## Excerpt
- Opening Delimiter -

Also she has accidents every day but I'll just deal with that
July 26, 2012 7:29 PM   Subscribe

My little dog has bladder stones. Can you answer a couple of questions to help us get through this with dietary treatment alone?

I found out this weekend that my miniature dachshund Addie has bladder stones. The vet has put her on Hill's S/D (canned) to try to dissolve the stones, but if this does not work in 3 weeks or so, she may have to have surgery. From the size of the stones, the vet thinks this will have to happen, so I am anxious to try to give the food the best chance to work.

Addie, of course, does not like the food. Is there any way I can make it more appealing to her without introducing ingredients that would defeat the purpose? If it were an ordinary change of food, I would let her make up her own mind about when to eat what she was given, but she needs to take this stuff in.

Is it OK that I have to give Addie her antibiotic and pain pills with a little peanut butter or cheese? I have not found another way to get pills down her without the assistance of another person to help hold her mouth open and her body still until she swallows. I had mentioned the peanut butter technique to the vet, and he didn't say anything was wrong with it, but that was before he detected the bladder stones.

Any other advice would be appreciated.

- Closing Delimiter -

## Available data
- Opening Delimiter -

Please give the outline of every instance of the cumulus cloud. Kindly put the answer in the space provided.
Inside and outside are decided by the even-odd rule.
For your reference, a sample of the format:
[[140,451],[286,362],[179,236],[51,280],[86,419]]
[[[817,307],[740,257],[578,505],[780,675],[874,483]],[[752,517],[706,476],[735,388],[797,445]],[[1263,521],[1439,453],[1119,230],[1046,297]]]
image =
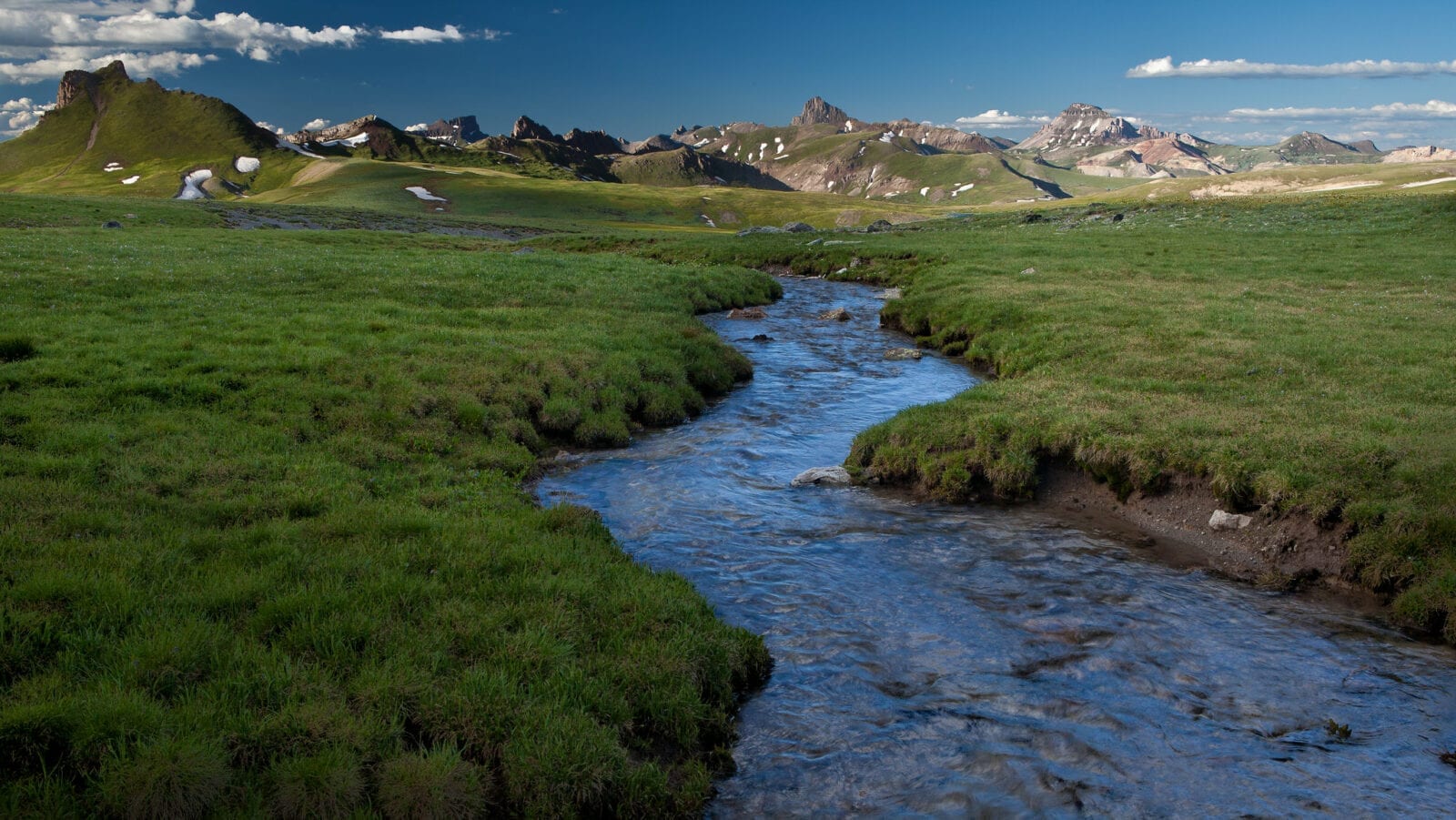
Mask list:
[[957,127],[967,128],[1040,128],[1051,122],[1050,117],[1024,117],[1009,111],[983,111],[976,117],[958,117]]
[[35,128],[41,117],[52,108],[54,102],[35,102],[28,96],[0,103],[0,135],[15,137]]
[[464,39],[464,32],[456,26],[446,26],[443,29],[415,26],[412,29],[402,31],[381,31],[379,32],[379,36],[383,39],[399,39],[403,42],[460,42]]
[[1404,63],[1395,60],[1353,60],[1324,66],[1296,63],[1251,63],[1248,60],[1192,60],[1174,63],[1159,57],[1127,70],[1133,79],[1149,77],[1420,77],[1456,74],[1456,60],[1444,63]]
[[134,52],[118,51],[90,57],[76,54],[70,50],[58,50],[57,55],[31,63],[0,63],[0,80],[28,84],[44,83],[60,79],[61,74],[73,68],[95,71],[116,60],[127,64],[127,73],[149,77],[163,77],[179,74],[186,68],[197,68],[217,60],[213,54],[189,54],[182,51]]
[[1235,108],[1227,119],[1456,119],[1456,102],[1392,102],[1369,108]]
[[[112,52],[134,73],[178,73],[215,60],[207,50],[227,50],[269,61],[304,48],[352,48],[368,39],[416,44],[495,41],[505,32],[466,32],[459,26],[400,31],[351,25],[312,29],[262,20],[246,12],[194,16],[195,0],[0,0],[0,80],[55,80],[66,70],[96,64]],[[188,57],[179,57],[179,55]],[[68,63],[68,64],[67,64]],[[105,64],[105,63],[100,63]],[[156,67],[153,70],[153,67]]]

- Closing Delimiter -

## Parts of the exercise
A. In the bladder stones post, what food has the vet put Addie on?
B. Rewrite the bladder stones post from "Addie, of course, does" to "would be appreciated.", swapping "peanut butter" for "cream cheese".
The lines after the bladder stones post are separate material, unrelated to it.

## Task answers
A. Hill's S/D (canned).

B.
Addie, of course, does not like the food. Is there any way I can make it more appealing to her without introducing ingredients that would defeat the purpose? If it were an ordinary change of food, I would let her make up her own mind about when to eat what she was given, but she needs to take this stuff in.

Is it OK that I have to give Addie her antibiotic and pain pills with a little cream cheese or cheese? I have not found another way to get pills down her without the assistance of another person to help hold her mouth open and her body still until she swallows. I had mentioned the cream cheese technique to the vet, and he didn't say anything was wrong with it, but that was before he detected the bladder stones.

Any other advice would be appreciated.